ENTRIES SUPPLIED:
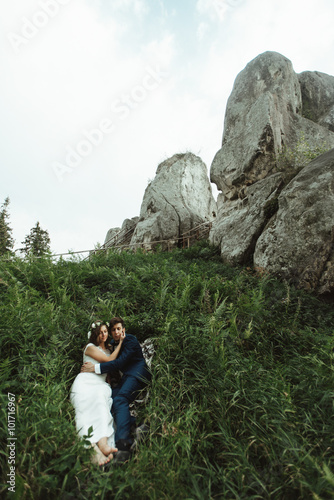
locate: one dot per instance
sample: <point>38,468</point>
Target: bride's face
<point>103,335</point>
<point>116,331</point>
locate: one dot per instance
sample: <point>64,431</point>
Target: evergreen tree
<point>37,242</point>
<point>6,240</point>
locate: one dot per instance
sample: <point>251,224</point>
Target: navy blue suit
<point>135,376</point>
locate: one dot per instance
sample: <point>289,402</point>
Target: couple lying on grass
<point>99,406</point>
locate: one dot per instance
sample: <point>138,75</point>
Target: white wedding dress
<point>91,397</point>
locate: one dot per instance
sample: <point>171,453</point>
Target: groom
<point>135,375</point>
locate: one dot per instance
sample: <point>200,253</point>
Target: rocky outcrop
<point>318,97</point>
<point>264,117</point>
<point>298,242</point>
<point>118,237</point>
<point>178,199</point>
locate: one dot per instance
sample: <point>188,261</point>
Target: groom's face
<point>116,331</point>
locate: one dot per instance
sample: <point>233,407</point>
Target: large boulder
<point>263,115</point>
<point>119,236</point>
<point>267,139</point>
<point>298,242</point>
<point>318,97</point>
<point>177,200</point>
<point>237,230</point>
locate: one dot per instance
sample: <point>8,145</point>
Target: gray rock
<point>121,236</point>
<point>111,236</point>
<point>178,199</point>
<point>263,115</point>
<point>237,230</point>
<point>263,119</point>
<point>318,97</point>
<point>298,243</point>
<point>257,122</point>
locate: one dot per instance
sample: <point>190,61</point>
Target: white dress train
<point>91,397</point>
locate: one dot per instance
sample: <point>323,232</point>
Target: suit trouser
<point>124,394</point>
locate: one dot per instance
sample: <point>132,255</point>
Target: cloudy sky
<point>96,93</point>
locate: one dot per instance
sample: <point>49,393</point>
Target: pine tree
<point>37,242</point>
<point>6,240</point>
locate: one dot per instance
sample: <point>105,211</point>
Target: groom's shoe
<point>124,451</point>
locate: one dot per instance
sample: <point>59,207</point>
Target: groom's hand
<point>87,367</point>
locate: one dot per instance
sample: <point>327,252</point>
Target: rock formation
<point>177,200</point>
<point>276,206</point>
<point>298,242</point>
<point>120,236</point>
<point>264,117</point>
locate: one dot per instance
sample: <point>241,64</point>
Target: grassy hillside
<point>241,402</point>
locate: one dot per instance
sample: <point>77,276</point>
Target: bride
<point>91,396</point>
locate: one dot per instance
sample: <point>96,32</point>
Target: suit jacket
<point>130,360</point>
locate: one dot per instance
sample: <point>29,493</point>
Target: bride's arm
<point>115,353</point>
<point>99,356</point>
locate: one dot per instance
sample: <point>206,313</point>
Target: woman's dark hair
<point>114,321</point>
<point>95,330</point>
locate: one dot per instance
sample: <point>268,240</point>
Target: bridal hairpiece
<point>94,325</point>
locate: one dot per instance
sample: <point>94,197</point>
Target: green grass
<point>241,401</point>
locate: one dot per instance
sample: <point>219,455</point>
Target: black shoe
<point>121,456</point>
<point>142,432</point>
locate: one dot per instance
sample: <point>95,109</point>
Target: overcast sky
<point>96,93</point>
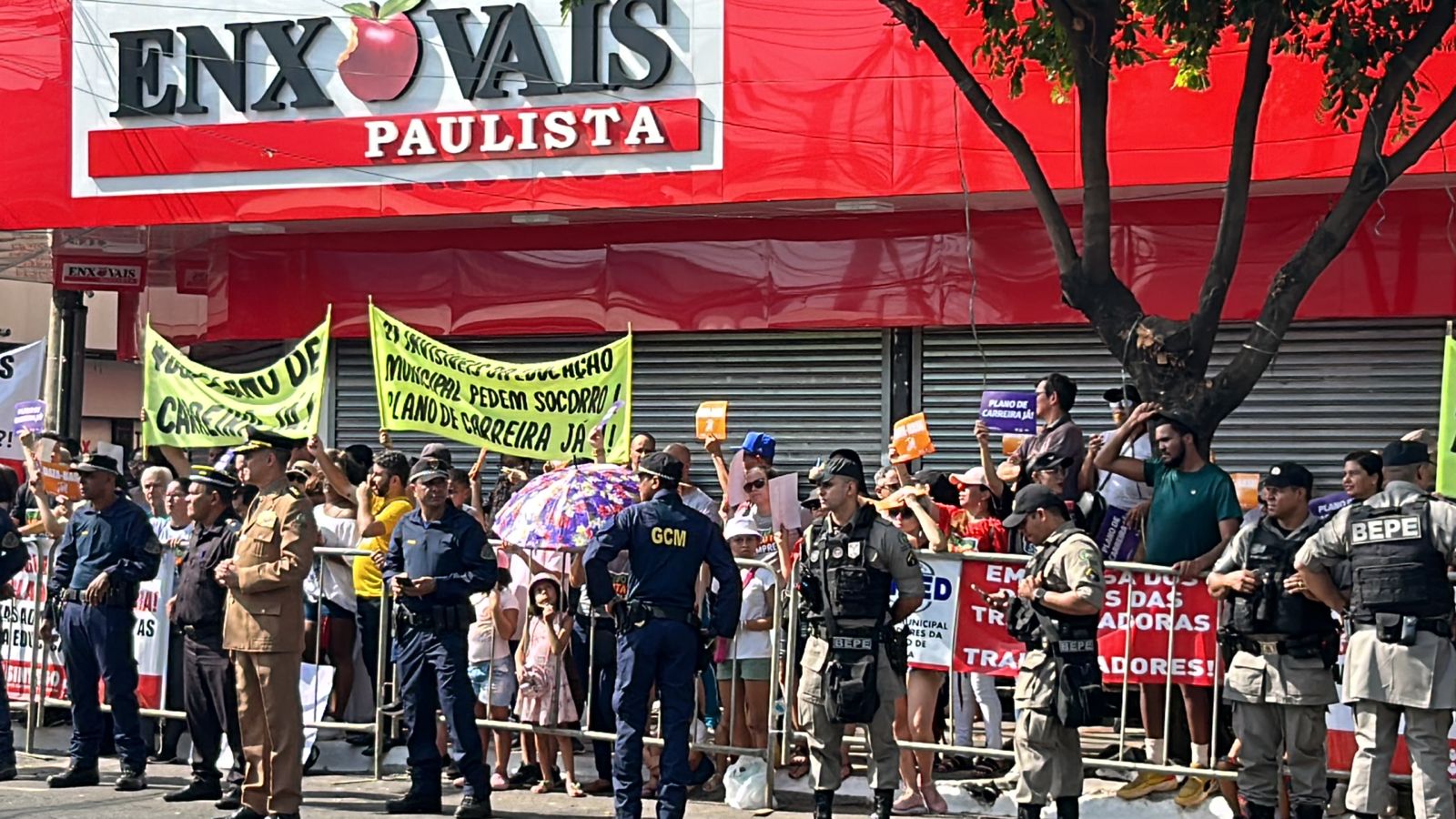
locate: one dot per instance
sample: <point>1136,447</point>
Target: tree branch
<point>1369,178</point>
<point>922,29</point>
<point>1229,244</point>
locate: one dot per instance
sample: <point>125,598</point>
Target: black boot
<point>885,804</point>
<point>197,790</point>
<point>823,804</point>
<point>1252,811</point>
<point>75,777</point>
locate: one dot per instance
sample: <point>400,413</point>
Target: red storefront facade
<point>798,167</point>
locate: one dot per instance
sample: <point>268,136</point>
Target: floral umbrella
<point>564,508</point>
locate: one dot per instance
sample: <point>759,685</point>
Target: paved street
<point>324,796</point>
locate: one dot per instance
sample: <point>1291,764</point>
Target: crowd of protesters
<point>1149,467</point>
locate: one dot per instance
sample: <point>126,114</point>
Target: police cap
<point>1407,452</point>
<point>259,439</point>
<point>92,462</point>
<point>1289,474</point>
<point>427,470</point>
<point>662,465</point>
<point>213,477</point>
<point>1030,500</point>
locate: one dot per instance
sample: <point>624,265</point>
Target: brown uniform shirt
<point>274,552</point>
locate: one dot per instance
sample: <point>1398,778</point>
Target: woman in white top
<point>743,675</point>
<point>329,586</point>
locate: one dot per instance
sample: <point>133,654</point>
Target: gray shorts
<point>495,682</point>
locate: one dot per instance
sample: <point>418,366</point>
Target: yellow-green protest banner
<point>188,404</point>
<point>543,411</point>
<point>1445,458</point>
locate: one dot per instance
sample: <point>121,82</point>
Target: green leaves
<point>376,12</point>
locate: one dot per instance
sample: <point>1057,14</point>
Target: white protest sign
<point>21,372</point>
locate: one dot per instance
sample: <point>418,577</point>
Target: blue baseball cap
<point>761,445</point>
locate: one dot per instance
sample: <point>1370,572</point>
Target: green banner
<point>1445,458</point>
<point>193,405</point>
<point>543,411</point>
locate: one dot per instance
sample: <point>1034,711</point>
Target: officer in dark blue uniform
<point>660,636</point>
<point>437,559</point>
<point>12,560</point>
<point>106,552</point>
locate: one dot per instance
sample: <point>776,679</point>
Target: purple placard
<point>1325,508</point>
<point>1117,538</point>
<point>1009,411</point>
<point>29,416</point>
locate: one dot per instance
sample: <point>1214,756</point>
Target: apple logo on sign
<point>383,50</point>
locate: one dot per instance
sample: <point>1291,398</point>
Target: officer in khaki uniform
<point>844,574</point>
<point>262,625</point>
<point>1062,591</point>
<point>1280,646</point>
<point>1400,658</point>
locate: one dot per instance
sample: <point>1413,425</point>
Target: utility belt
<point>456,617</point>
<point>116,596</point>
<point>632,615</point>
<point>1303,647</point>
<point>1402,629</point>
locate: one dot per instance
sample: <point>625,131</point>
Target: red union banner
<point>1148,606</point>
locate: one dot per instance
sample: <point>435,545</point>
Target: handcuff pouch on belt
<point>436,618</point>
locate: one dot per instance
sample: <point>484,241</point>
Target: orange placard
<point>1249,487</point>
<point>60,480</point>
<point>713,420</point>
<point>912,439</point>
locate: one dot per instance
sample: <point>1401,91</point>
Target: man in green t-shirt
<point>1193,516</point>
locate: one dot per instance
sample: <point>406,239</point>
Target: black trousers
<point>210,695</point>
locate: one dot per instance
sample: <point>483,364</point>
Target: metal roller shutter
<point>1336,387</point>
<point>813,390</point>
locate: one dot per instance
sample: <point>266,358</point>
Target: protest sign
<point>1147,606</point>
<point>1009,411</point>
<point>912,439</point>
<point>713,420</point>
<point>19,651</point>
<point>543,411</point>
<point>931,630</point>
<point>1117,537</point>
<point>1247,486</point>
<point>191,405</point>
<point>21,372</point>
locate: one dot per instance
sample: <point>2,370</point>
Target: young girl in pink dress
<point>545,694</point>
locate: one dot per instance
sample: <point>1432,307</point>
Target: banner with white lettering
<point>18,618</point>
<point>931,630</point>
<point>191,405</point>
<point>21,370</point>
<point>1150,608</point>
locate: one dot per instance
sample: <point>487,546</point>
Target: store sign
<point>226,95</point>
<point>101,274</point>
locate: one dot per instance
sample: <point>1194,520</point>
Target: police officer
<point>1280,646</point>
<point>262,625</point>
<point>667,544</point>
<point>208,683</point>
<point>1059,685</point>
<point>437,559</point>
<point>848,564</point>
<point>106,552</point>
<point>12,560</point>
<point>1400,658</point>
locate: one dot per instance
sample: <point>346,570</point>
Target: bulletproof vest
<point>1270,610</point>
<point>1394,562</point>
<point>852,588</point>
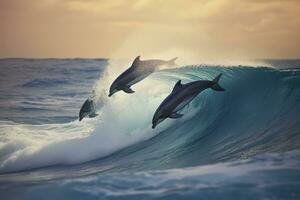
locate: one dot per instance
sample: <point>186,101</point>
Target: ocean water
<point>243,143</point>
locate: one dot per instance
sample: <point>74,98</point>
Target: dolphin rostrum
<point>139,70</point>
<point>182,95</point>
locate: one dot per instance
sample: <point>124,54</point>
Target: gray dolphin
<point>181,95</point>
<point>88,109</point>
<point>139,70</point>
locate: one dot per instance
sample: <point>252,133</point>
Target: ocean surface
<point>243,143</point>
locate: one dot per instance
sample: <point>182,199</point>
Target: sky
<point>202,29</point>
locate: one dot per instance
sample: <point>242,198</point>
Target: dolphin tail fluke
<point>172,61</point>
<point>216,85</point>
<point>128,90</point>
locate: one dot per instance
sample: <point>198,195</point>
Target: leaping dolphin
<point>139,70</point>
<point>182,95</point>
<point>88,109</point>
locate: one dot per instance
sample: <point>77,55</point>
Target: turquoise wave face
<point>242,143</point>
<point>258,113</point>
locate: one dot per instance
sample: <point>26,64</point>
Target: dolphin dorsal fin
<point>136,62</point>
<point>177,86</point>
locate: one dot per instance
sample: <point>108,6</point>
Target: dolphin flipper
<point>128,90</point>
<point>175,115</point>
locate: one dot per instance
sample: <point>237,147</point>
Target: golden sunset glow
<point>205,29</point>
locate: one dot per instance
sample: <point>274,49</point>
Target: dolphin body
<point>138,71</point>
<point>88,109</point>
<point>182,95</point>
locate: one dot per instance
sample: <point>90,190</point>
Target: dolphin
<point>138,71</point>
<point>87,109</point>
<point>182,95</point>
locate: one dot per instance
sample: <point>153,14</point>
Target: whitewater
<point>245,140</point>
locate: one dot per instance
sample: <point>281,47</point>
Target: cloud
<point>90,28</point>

AIM OF THE EXERCISE: Print everything from the first of the entries down through the line that contains "<point>135,375</point>", including both ends, without the pictures.

CORRECT OUTPUT:
locate: one dot per instance
sample: <point>38,468</point>
Target: bride's face
<point>103,335</point>
<point>116,331</point>
locate: one dot per instance
sample: <point>64,431</point>
Target: evergreen tree
<point>37,242</point>
<point>6,240</point>
locate: one dot per instance
sample: <point>251,224</point>
Target: navy blue suit
<point>135,376</point>
locate: one dot per instance
sample: <point>289,402</point>
Target: couple lying on grass
<point>99,406</point>
locate: one dot per instance
sample: <point>138,75</point>
Target: white wedding dress
<point>91,397</point>
locate: one dot per instance
sample: <point>171,453</point>
Target: groom
<point>135,375</point>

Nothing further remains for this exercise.